=== Directions for this task ===
For each line of the data below that contains "street", return that line.

=== Data extracts ===
↓

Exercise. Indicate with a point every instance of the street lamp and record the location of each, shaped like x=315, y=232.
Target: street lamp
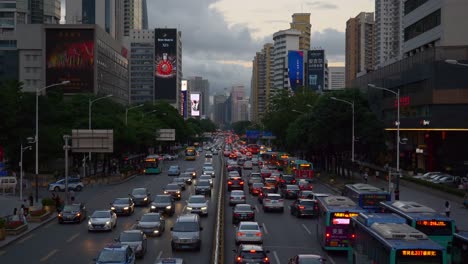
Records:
x=352, y=133
x=36, y=137
x=126, y=112
x=397, y=94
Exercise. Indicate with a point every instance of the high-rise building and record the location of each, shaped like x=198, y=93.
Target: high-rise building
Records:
x=388, y=31
x=141, y=65
x=301, y=22
x=360, y=45
x=336, y=78
x=284, y=41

↑

=== Response area ===
Exercise. Indicate with a point every instance of the street lamp and record the location of each, shaped like x=315, y=232.
Target: street lamp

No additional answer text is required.